__Provided passage__
# # # # #
Imaging: 10 hours in the oven at night and then awaken to the aroma of the fresh rye bread!
As a child I loved this dark, moist rye bread, which in Holland we call Frisian Rye bread (‘Fries roggebrood’ or our version of a fine pumpernickel, however the structure is more compact and very moist). I never thought that one day I would make it myself and the result would be so rewarding! You have to be patient with this one, because it takes about 10 hours in the oven, but if you put it in before going to bed you will wake to a wonderful smell of fresh rye bread that has magically transformed itself while you were sleeping. I like it best with mature Dutch cheese with cumin or cloves. Rye bread is also eaten with bacon to accompany split pea soup, one of our proud Dutch culinary traditions. And did I mention it is very healthy too, one of the best ways to get that recommended daily doses of fiber…
makes 2 loaves
Ingredients for the Rye Bread
700 g broken whole grain rye (cracked rye)
200 g whole grain rye flour
50 g fine rye flour (can be substituted with wheat flour)
# # # # #
__Requirement 1__
In the Frisian rye bread recipe, how long does the bread stay in the oven?
__Requirement 2__
Say whether each statement agrees with the Frisian rye bread recipe, and quote the words that decide it. (a) The recipe yields two loaves. (b) Wheat flour can stand in for the fine rye flour. (c) The recipe calls for 500 g of whole grain rye flour.
# # # # #
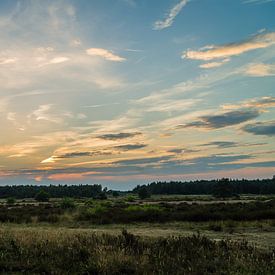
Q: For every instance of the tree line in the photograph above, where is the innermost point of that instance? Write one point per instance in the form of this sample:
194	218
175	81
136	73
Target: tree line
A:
220	188
54	191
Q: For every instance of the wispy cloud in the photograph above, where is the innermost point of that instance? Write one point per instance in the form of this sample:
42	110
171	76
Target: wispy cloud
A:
257	1
266	128
106	54
260	70
221	120
169	19
119	136
207	53
211	65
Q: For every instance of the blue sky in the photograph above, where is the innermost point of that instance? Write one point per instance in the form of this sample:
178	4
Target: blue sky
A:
129	91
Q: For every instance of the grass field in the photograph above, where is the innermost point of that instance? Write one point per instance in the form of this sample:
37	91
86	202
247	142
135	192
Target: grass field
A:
158	235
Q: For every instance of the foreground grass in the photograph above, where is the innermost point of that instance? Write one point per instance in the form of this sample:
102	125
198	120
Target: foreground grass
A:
76	252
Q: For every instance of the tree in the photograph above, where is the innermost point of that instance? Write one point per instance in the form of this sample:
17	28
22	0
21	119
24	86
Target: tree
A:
67	203
42	196
10	201
143	193
223	189
115	194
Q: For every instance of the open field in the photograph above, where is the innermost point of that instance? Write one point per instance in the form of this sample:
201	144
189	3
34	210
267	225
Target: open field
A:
62	251
129	235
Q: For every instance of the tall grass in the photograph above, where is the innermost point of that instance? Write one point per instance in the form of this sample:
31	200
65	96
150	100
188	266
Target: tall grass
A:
76	252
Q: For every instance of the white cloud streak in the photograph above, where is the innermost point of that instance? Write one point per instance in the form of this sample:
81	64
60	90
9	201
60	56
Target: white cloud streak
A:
169	20
260	70
259	41
106	54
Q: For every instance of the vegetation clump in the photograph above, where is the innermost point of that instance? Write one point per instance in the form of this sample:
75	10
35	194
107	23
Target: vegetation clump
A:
42	196
85	253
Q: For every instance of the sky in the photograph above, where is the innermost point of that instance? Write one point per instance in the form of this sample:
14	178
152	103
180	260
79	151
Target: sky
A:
126	92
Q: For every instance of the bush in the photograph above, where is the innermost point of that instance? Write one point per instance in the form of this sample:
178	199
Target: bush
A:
11	201
143	193
42	196
67	203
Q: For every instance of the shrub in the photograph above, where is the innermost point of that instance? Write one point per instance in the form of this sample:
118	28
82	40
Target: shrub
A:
67	203
42	196
143	193
11	201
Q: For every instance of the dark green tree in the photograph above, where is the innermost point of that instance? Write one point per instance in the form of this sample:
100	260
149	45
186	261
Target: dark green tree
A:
11	201
42	196
143	193
223	189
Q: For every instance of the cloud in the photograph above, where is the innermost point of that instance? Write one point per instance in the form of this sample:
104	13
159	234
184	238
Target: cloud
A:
222	144
266	128
260	70
119	136
223	120
45	112
169	20
128	147
230	144
261	103
257	1
59	59
108	55
259	41
211	65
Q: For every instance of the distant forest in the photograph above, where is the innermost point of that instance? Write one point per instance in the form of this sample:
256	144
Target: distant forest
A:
220	188
54	191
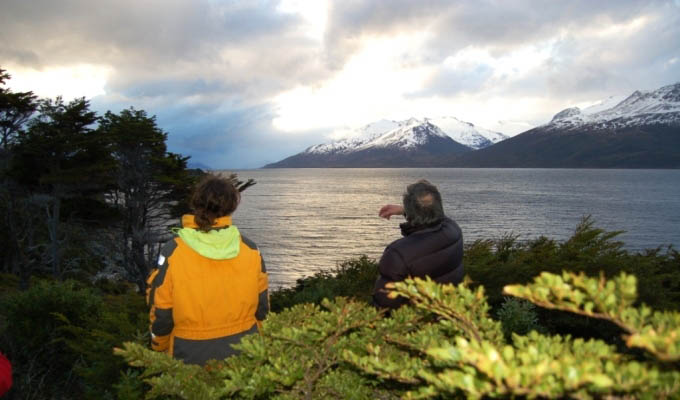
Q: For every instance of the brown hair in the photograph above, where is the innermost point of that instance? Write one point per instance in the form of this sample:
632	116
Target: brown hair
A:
213	197
423	203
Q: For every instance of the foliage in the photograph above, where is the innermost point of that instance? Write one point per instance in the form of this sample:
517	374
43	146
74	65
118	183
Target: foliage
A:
31	338
350	278
444	344
60	158
657	332
15	111
60	336
151	186
590	250
518	316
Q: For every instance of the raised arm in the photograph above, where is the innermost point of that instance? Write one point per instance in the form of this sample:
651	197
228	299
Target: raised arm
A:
389	210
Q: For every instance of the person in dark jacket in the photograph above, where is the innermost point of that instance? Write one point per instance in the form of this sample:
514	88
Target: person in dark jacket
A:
432	244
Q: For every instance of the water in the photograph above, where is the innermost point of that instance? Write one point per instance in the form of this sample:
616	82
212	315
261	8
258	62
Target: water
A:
307	220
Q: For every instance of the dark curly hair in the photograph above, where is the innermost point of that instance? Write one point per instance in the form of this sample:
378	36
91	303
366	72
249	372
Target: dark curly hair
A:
213	197
423	204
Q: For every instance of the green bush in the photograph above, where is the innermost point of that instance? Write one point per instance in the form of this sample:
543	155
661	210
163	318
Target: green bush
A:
60	337
351	278
518	316
42	361
443	345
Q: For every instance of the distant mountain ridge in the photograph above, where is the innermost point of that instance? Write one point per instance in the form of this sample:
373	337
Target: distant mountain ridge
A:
413	142
641	130
638	131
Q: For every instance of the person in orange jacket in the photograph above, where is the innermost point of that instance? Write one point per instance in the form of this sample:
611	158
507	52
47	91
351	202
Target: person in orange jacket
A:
210	288
5	375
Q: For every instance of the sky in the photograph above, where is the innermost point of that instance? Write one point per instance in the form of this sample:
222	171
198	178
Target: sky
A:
239	84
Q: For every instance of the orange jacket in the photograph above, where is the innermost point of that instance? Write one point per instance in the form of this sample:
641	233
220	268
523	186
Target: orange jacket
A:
209	290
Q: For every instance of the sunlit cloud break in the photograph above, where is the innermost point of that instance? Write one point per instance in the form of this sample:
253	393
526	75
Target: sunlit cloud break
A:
264	80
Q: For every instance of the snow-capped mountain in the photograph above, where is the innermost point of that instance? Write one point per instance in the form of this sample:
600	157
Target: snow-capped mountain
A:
406	134
638	131
661	106
467	133
409	143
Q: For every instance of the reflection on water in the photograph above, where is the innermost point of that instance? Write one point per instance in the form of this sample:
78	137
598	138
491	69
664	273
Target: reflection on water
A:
306	220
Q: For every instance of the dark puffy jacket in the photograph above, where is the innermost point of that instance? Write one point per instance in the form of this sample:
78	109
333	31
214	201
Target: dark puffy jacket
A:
435	251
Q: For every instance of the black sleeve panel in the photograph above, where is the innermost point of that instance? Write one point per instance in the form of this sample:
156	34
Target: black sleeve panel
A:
163	324
248	242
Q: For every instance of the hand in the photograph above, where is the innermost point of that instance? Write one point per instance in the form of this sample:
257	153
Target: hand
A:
389	210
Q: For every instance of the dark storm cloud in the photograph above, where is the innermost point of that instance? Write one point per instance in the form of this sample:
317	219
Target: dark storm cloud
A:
209	69
579	64
237	42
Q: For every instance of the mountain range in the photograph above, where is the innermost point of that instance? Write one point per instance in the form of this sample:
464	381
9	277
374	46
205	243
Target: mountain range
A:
638	131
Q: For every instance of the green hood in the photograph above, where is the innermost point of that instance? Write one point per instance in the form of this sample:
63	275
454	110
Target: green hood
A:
217	244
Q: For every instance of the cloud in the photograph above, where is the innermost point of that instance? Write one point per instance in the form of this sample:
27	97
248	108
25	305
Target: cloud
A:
242	83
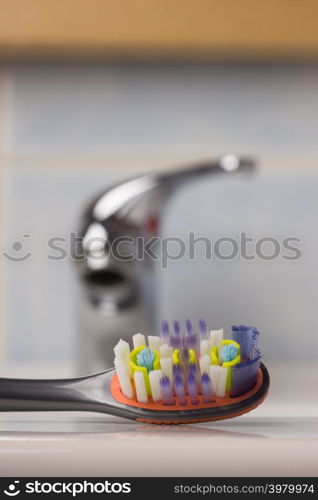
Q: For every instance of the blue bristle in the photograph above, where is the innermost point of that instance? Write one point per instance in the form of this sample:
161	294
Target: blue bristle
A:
180	390
177	370
166	391
192	388
239	334
176	327
165	336
165	327
244	376
206	386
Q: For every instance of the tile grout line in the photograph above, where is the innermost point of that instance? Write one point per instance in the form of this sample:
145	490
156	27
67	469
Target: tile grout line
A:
5	149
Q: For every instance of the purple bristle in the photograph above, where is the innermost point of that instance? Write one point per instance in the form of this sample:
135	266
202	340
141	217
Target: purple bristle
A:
192	388
239	334
206	387
180	390
166	391
203	329
244	376
165	336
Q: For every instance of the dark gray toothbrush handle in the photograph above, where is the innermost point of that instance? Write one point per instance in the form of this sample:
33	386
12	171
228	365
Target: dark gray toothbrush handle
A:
50	395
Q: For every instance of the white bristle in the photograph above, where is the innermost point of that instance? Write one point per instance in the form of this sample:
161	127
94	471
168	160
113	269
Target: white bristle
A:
139	340
154	378
122	351
205	347
124	378
165	351
140	386
154	342
166	367
214	376
221	385
216	337
205	363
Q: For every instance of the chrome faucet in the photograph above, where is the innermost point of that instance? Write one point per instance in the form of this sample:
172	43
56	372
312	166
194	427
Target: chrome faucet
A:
117	286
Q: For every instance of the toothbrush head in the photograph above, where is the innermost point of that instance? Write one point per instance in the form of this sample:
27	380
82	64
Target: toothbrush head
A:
202	386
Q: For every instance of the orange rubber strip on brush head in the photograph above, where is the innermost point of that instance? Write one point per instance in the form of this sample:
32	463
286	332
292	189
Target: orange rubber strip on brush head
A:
217	403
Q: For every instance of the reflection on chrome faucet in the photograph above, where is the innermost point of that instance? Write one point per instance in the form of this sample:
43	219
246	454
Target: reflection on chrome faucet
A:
118	295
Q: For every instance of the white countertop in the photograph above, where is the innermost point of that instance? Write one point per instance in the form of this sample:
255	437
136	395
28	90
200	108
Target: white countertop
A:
279	438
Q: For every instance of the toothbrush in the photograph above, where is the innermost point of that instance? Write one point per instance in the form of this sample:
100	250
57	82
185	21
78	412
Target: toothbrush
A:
146	387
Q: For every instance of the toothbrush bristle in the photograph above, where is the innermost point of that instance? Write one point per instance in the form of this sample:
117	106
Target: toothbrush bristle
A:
186	367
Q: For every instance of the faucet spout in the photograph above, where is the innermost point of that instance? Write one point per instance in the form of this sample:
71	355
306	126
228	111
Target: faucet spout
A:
114	280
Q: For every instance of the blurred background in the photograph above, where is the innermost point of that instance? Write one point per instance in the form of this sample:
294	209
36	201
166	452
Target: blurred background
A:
94	92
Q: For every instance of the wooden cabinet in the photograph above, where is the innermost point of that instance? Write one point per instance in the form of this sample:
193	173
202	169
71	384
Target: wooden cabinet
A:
159	28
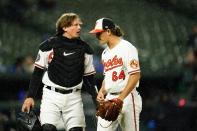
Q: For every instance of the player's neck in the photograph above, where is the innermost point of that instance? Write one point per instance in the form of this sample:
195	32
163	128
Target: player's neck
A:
113	41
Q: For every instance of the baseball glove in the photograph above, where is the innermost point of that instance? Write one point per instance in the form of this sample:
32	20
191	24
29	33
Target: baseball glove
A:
109	110
28	122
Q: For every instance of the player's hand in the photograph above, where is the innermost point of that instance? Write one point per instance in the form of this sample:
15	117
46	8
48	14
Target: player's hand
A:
100	97
28	103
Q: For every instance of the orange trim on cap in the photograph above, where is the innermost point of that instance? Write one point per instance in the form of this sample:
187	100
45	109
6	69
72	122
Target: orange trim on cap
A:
96	30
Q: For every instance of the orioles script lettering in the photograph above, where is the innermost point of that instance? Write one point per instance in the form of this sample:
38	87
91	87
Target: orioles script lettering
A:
112	63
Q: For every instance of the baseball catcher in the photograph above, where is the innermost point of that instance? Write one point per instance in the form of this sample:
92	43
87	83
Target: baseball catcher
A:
28	122
109	110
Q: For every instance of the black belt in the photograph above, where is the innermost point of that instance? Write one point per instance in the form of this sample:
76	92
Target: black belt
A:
62	91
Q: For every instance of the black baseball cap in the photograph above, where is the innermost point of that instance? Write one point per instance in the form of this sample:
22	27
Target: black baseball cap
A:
103	24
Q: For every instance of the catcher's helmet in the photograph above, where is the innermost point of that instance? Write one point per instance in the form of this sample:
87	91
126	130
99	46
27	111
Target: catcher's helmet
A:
28	122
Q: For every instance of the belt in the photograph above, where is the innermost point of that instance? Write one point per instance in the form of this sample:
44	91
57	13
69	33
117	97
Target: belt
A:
115	93
62	91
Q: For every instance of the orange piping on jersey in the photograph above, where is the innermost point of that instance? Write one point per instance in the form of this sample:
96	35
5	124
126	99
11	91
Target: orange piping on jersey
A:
133	71
112	67
90	73
39	66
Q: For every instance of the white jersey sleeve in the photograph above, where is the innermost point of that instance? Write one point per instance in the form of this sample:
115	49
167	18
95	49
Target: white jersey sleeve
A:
131	60
89	65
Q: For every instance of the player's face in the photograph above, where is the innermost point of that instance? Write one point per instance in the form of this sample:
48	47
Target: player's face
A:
102	37
74	30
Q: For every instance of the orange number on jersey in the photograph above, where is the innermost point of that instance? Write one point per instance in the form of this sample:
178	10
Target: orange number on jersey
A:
122	75
115	77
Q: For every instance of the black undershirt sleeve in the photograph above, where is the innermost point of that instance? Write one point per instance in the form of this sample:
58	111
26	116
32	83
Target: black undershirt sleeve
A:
36	80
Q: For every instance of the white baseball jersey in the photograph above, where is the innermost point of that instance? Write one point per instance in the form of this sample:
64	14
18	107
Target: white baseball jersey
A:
119	63
44	58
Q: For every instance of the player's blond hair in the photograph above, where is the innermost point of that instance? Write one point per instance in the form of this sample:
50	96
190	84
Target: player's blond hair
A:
117	31
65	20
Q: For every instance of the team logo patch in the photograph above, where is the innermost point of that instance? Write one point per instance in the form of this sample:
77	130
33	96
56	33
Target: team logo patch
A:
38	58
134	63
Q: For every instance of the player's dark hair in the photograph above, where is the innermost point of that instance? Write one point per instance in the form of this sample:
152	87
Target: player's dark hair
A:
65	20
117	31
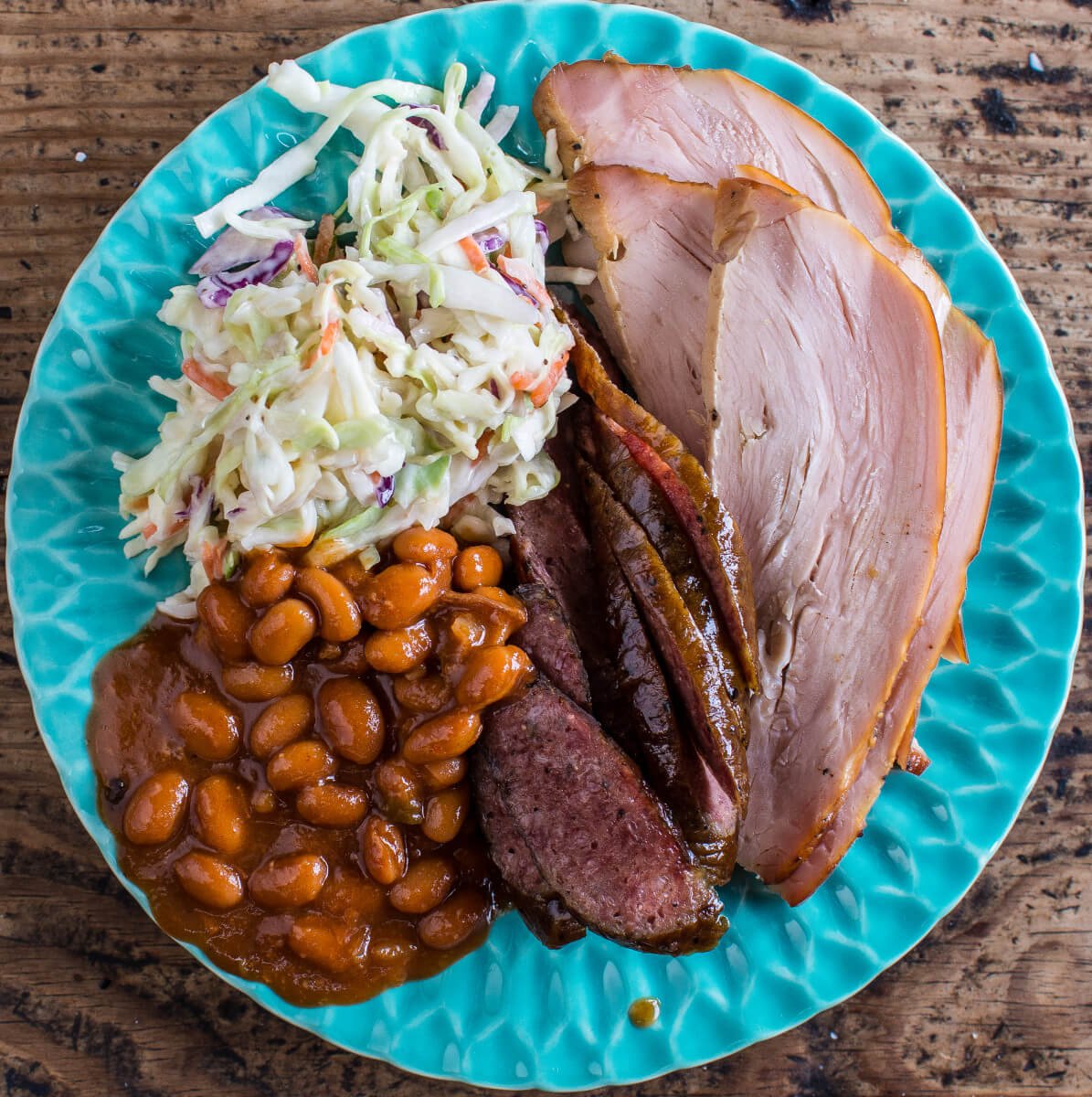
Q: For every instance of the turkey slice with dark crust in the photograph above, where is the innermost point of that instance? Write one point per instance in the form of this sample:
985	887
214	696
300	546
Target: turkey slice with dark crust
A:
713	531
599	837
712	712
631	696
645	723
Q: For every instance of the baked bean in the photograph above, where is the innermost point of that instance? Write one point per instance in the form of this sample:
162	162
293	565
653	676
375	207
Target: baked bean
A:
466	632
445	813
424	547
350	897
281	631
477	566
396	651
393	952
292	880
445	736
208	728
426	884
400	790
350	658
338	610
219	811
268	580
497	609
251	681
208	880
383	847
352	719
154	813
453	922
490	674
443	774
281	723
227	620
424	694
305	762
263	801
323	943
333	804
400	593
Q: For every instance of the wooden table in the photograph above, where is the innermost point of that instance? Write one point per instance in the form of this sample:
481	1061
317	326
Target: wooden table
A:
95	1001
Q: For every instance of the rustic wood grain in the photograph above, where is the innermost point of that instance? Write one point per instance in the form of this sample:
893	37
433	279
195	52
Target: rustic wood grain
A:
95	1001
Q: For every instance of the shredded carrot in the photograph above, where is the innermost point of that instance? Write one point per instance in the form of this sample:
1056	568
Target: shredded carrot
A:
538	390
303	259
473	253
483	443
323	240
215	387
521	272
212	558
152	529
330	334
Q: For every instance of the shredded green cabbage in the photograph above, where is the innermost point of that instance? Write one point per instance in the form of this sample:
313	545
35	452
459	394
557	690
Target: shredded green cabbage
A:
408	378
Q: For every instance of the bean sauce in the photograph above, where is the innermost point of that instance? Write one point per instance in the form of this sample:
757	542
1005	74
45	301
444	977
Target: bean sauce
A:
286	774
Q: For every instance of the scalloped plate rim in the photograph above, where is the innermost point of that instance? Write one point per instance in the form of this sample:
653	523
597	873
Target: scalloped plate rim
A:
254	990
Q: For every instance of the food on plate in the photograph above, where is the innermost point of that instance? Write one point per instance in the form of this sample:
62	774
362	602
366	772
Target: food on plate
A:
465	630
783	450
749	133
406	361
706	126
599	839
311	824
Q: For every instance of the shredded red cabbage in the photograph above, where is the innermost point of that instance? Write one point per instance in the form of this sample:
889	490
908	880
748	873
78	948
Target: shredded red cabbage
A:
385	491
490	240
519	289
428	126
215	290
232	250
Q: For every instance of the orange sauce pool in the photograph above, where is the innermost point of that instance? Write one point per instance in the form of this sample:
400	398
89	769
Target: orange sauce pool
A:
329	849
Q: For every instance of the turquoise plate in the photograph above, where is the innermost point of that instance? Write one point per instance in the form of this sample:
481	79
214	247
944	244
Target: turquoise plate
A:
514	1014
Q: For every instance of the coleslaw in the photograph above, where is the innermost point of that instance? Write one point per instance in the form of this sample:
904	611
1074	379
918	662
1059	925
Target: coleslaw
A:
402	367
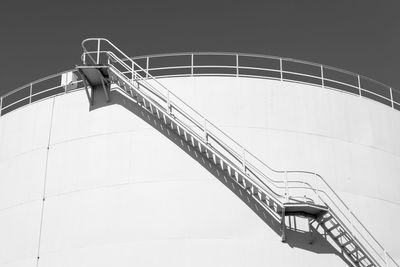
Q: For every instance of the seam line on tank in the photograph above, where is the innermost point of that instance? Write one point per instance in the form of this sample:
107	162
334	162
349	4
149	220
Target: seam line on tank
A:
44	183
126	184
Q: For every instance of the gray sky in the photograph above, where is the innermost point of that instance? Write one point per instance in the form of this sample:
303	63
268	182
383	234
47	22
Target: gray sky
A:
39	38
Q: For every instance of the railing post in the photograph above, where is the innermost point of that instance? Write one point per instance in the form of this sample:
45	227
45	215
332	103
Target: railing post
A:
30	92
316	187
205	130
98	51
133	72
322	77
147	67
386	258
286	188
244	159
191	64
391	96
237	65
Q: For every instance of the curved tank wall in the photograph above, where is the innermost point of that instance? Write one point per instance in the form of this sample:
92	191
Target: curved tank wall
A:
102	187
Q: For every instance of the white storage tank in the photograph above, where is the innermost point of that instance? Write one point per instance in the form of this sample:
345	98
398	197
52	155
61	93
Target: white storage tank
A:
103	185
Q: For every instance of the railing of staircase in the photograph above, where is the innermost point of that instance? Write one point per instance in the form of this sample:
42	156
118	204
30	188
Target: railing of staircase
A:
293	186
41	89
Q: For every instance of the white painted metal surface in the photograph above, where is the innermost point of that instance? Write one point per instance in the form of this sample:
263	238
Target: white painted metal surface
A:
120	193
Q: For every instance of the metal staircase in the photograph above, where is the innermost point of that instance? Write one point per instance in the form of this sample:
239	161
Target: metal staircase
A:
281	193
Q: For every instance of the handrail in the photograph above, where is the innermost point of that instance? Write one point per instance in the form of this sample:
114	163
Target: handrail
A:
171	101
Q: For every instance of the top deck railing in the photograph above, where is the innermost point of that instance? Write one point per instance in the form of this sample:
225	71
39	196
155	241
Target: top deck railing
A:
102	51
218	64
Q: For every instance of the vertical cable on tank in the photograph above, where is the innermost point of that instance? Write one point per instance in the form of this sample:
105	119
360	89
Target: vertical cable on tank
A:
44	183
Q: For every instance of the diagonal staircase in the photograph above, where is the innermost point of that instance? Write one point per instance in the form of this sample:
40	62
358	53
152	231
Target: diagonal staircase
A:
281	193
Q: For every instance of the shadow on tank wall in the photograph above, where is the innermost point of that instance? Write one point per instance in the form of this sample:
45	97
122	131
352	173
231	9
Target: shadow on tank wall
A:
297	235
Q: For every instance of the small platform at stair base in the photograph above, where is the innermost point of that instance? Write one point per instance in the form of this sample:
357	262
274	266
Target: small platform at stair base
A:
94	75
309	210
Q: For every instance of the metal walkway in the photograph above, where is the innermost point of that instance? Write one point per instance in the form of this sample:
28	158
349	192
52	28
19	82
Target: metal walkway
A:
281	193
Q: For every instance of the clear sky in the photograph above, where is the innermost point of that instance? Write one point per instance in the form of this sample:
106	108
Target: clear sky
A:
39	38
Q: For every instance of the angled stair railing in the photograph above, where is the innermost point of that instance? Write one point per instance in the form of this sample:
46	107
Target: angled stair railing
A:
282	193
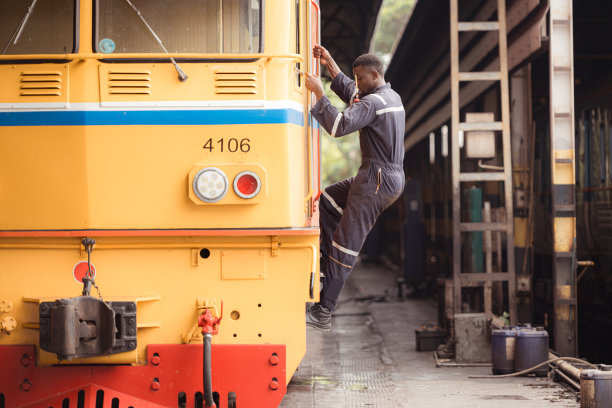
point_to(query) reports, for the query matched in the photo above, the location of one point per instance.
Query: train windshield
(188, 26)
(37, 27)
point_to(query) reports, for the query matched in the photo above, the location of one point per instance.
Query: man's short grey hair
(371, 61)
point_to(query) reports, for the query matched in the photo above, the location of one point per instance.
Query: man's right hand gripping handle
(320, 52)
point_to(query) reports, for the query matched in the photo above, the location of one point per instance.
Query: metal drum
(531, 349)
(596, 387)
(502, 350)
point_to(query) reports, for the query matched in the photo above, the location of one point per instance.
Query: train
(159, 171)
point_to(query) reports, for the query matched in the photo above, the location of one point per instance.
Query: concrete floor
(369, 360)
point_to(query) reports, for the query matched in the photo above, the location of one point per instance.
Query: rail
(148, 56)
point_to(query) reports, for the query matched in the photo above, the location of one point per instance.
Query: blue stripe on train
(152, 117)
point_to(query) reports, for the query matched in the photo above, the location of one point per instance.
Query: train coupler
(87, 327)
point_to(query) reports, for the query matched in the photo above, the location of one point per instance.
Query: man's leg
(331, 207)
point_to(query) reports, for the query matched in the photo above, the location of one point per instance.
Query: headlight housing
(210, 184)
(247, 184)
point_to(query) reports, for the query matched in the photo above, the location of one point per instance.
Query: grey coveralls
(349, 209)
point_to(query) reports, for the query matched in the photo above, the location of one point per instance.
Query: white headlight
(210, 184)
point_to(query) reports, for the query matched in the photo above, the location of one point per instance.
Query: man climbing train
(349, 208)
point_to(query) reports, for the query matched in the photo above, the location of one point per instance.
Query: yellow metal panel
(243, 264)
(564, 234)
(271, 309)
(563, 173)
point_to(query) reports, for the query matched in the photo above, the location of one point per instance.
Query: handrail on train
(102, 57)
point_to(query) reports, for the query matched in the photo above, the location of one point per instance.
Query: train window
(37, 27)
(189, 26)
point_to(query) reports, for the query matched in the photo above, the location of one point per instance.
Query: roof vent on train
(235, 82)
(41, 83)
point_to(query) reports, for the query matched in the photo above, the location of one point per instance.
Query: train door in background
(314, 25)
(413, 233)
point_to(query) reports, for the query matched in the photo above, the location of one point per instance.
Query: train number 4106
(232, 145)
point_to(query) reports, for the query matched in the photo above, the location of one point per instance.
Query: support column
(521, 124)
(563, 177)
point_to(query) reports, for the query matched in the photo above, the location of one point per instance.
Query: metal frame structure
(563, 176)
(481, 279)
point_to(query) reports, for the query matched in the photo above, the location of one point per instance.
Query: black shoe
(318, 317)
# # # # #
__Task response 1__
About 10 hours.

__Task response 2__
(a) Yes: "makes 2 loaves"
(b) Yes: "50 g fine rye flour (can be substituted with wheat flour)"
(c) No: "200 g whole grain rye flour"